**Passage shown:**
○ ○ ○ ○

Ask HN: What would be the fastest way to grep Common Crawl? - freediver
Most recent Common Crawl includes 80TB WET (extracted text) files from the latest web crawl.<p>Assuming you have the files locally what would be the fastest way to &quot;fgrep&quot; (string search) through them?<p>Testing with ripgrep on my 10 core iMac Pro I get about 6 seconds to grep through 20GB file. That means about 5 minutes per TB or almost 7 hours for common crawl. What setup would I need to do it in &lt;100ms? :)
======
burntsushi
ripgrep author here.

When you want to search TBs of data, then you have to ask: what do you need to
do? If you only need to search the data set once for a single query, then
ripgrep (or similar) is probably your shortest path in terms of end-to-end
time to get your results.

○ ○ ○ ○

**Data lines:**
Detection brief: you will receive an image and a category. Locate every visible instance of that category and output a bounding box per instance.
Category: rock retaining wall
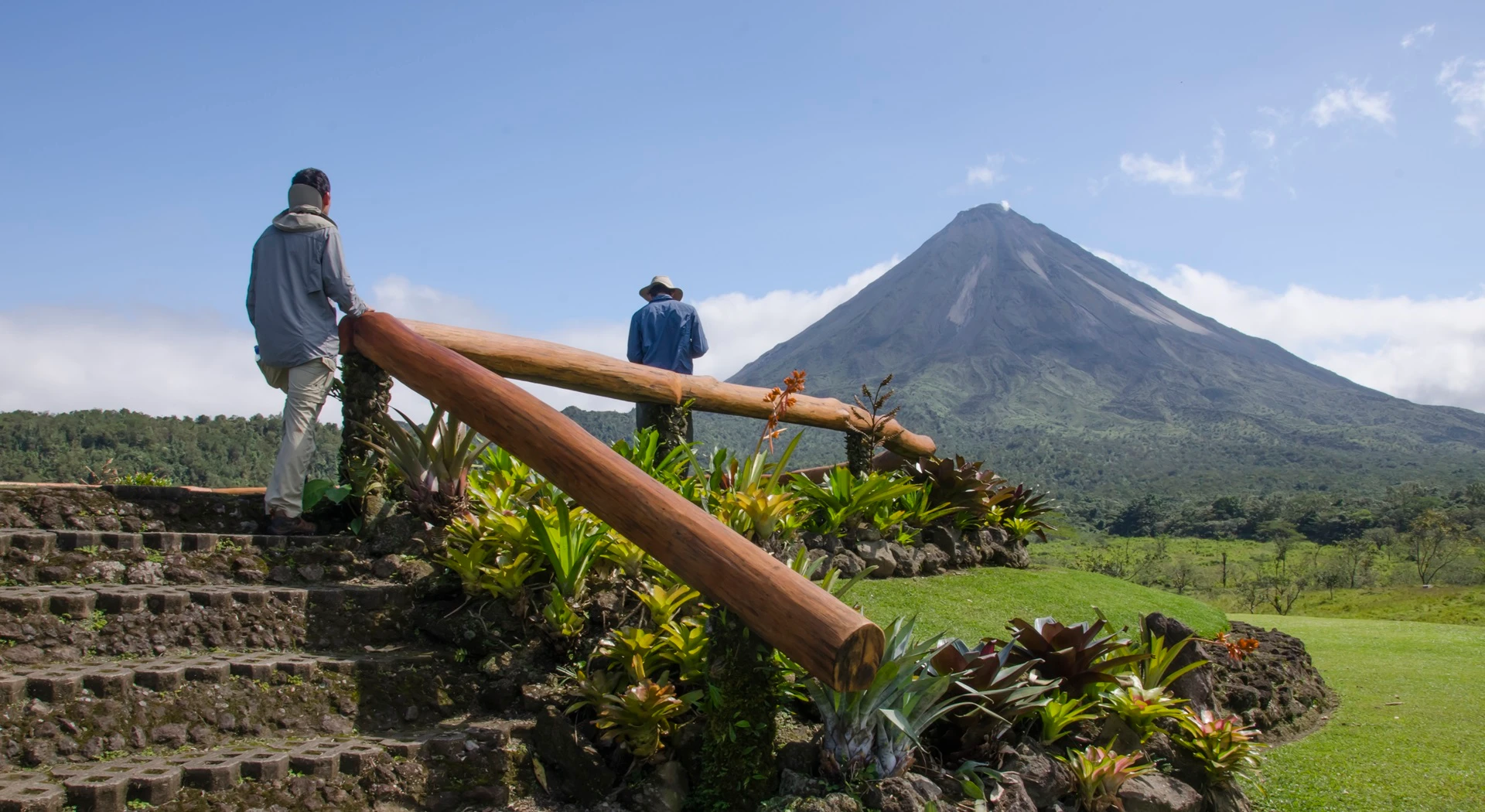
[0,585,415,665]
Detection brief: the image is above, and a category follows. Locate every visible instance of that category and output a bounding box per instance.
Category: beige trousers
[258,358,336,518]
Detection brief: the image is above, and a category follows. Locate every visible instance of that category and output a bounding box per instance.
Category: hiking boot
[269,510,315,536]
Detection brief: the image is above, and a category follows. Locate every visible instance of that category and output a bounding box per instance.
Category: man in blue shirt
[628,276,707,447]
[248,168,367,536]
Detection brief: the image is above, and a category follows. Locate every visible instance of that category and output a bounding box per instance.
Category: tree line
[0,410,340,487]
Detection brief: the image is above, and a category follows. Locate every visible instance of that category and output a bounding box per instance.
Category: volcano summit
[732,205,1485,497]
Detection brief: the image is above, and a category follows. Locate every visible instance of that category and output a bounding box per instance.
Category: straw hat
[640,276,686,302]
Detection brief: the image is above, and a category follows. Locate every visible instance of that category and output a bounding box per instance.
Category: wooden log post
[339,352,392,528]
[686,609,784,812]
[845,431,875,476]
[404,321,937,459]
[340,313,885,691]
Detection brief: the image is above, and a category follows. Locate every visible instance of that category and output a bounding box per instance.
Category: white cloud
[367,275,500,329]
[1094,251,1485,411]
[0,257,897,421]
[1401,22,1433,47]
[1306,80,1393,128]
[1118,129,1248,200]
[0,307,284,415]
[1436,56,1485,139]
[964,155,1005,186]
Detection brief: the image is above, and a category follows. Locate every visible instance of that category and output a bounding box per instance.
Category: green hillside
[0,402,340,487]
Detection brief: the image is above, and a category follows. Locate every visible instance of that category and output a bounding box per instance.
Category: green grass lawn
[1290,586,1485,626]
[849,567,1227,643]
[1233,615,1485,812]
[851,568,1485,812]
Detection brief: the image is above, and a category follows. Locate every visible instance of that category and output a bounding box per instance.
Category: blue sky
[0,3,1485,411]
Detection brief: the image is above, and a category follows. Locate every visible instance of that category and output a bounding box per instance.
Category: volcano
[731,205,1485,497]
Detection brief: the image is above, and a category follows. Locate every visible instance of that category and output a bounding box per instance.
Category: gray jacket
[248,205,367,367]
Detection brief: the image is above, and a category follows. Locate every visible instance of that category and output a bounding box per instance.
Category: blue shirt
[248,206,367,368]
[630,294,707,376]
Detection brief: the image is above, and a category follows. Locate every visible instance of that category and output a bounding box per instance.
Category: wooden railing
[402,321,937,459]
[340,313,885,691]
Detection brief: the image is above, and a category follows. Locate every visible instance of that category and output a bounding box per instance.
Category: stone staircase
[0,528,542,812]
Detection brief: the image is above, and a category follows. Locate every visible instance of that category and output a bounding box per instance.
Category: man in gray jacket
[248,169,368,536]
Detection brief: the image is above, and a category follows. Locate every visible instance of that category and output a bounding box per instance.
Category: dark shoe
[269,510,315,536]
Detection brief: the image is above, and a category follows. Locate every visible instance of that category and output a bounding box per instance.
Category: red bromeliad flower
[1203,631,1259,662]
[763,370,807,452]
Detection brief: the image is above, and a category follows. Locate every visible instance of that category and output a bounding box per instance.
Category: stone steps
[0,720,534,812]
[0,649,499,766]
[0,528,432,585]
[0,583,418,665]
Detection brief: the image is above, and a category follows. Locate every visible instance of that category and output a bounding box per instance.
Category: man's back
[628,294,707,376]
[248,210,365,368]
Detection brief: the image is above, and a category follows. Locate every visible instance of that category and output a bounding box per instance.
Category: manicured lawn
[848,567,1227,641]
[1233,615,1485,812]
[1290,586,1485,629]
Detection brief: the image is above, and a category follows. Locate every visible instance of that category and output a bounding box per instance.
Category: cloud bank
[1094,251,1485,411]
[1436,56,1485,141]
[1306,80,1395,128]
[0,257,897,418]
[1118,129,1248,200]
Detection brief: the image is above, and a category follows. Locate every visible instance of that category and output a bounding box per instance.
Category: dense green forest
[0,404,340,487]
[9,404,1485,552]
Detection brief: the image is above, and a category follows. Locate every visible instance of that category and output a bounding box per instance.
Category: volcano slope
[573,205,1485,500]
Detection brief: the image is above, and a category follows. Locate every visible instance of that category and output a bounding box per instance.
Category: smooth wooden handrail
[402,321,937,459]
[340,313,885,691]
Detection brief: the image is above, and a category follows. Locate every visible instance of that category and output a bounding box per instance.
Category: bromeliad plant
[613,429,701,490]
[630,583,701,626]
[526,499,610,601]
[807,618,968,780]
[907,457,1009,527]
[1009,618,1149,696]
[1104,675,1185,742]
[594,680,701,759]
[1176,708,1264,786]
[931,638,1053,742]
[1036,693,1099,744]
[790,468,915,534]
[1063,747,1156,812]
[362,407,490,524]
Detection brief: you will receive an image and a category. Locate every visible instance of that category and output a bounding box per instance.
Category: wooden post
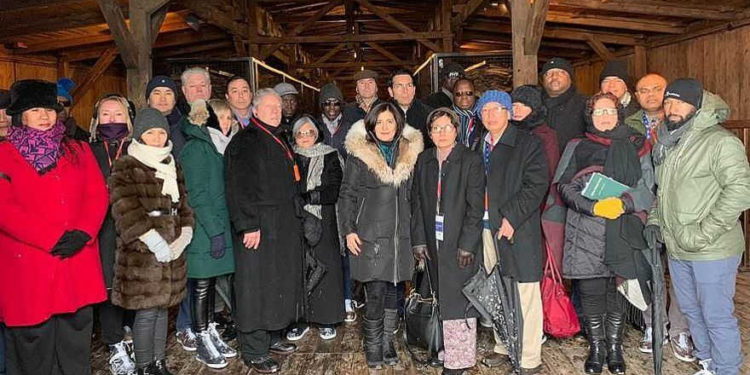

○ ○ ○ ○

**Things to do:**
**a)** List every length of time given in the Common Crawl grep thread.
**b)** Carry on the Common Crawl grep thread from its last sentence.

**Responses in order:**
**a)** 6 seconds, 5 minutes (per TB), 7 hours, 100ms

**b)**
If you however want to run many queries against an unchanging or growing data
set at this scale, then I think you probably want to find some way to index it
before hand. Tools like SOLR or Elasticsearch are fairly standard and
shouldn't cost you too much in terms of learning how to use them. You can
perhaps go faster than Elasticsearch/SOLR/Lucene if there is something special
about your problem that permits you to design a custom indexing strategy. But
that requires knowing more about your search goals and also costs more to
develop (probably).

Otherwise, if you're willing to pay, then spin up a bunch of machines with
lots of RAM and partition the data set such that each partition fits in memory
of a single machine. Then parallelize your search. (This is probably a middle
ground between grepping the whole thing on a single machine and using
something like fulltext indexing.)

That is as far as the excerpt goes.